** Short problem 1 **
Which new capabilities in MongoDB Atlas Vector Search does the post on binary quantization say are now in public preview?
** Short problem 2 **
Please carry the post on binary quantization forward from its last sentence.

** Text passage **
Binary Quantization & Rescoring: 96% Less Memory, Faster Search

Mai Nguyen and Henry Weller
December 12, 2024 | Updated: March 5, 2025
#Vector Search

We are excited to share that several new vector quantization capabilities are now available in public preview in MongoDB Atlas Vector Search: support for binary quantized vector ingestion, automatic scalar quantization, and automatic binary quantization and rescoring.

Together with our recently released support for scalar quantized vector ingestion, these capabilities will empower developers to scale semantic search and generative AI applications more cost-effectively. For a primer on vector quantization, check out our previous blog post.

Enhanced developer experience with native quantization in Atlas Vector Search

Effective quantization methods—specifically scalar and binary quantization—can now be done automatically in Atlas Vector Search. This makes it easier and more cost-effective for developers to use Atlas Vector Search to unlock a wide range of applications, particularly those requiring over a million vectors.

** Extracted data **
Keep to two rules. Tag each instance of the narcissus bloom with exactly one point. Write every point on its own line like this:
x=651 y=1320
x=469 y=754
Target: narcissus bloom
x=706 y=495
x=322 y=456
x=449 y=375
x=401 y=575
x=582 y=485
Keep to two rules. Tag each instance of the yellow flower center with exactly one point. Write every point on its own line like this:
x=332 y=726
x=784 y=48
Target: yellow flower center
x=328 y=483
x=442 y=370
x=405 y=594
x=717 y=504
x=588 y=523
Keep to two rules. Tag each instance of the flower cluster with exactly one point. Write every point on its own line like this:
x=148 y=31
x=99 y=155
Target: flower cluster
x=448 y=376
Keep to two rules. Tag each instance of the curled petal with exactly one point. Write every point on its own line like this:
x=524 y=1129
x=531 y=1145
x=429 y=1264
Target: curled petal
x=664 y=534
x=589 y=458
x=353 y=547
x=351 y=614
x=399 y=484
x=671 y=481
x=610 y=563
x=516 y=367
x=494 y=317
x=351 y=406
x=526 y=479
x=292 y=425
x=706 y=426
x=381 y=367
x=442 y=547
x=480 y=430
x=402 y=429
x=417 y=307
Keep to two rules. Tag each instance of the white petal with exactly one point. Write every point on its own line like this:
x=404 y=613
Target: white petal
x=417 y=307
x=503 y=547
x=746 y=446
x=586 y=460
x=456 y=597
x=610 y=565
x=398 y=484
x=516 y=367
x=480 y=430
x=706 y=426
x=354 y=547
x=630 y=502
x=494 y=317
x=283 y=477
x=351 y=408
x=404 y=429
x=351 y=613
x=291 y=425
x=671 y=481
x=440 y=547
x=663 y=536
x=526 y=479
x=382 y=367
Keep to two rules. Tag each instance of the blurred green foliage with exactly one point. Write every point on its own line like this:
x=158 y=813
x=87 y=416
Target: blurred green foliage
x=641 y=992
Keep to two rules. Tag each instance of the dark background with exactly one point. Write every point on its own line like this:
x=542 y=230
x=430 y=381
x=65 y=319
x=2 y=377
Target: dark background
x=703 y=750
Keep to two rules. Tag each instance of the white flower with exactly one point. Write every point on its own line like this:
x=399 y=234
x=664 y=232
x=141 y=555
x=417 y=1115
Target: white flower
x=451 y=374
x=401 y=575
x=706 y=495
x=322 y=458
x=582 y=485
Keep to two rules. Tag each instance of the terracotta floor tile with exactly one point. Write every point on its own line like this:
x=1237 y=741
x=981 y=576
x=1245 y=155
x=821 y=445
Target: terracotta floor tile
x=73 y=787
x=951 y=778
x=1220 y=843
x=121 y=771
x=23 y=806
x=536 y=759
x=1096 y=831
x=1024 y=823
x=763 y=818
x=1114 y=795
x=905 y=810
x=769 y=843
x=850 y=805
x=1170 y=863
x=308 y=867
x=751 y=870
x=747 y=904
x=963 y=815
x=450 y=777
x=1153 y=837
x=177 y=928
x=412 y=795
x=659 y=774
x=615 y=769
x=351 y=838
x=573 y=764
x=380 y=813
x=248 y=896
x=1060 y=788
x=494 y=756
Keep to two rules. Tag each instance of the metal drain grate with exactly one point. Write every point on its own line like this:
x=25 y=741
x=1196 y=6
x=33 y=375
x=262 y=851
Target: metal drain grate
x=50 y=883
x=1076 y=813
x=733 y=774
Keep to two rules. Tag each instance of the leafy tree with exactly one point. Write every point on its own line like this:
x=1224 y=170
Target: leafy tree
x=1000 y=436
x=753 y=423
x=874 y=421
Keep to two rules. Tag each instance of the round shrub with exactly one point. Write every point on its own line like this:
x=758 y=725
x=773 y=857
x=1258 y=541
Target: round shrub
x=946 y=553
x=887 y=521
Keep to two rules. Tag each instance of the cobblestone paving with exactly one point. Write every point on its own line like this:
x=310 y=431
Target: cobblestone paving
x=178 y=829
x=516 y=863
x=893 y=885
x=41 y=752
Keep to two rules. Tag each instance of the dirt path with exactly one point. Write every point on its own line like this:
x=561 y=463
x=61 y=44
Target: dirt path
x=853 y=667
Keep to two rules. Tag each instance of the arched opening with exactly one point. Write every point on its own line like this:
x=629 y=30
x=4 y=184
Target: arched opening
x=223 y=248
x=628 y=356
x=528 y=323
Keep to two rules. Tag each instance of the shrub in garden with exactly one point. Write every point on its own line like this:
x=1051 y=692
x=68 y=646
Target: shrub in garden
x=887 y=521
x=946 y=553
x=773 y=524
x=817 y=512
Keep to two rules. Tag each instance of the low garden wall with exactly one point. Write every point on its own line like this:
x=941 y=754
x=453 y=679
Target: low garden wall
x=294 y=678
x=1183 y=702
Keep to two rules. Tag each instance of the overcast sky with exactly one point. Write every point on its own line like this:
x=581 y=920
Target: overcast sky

** Task output 1 **
Support for binary quantized vector ingestion, automatic scalar quantization, and automatic binary quantization and rescoring.

** Task output 2 **
With the new “quantization” index definition parameters, developers can choose to use full-fidelity vectors by specifying “none,” or they can quantize vector embeddings by specifying the desired quantization type—”scalar” or “binary” (Figure 1). This native quantization capability supports vector embeddings from any model provider as well as MongoDB’s BinData float32 vector subtype.

Figure 1: New index definition parameters for specifying automatic quantization type in
Atlas Vector Search

Screenshot of example index definition parameters

Scalar quantization—converting a float point into an integer—is generally used when it's crucial to maintain search accuracy on par with full-precision vectors. Meanwhile, binary quantization—converting a float point into a single bit of 0 or 1—is more suitable for scenarios where storage and memory efficiency are paramount, and a slight reduction in search accuracy is acceptable. If you’re interested in learning more about this process, check out our documentation.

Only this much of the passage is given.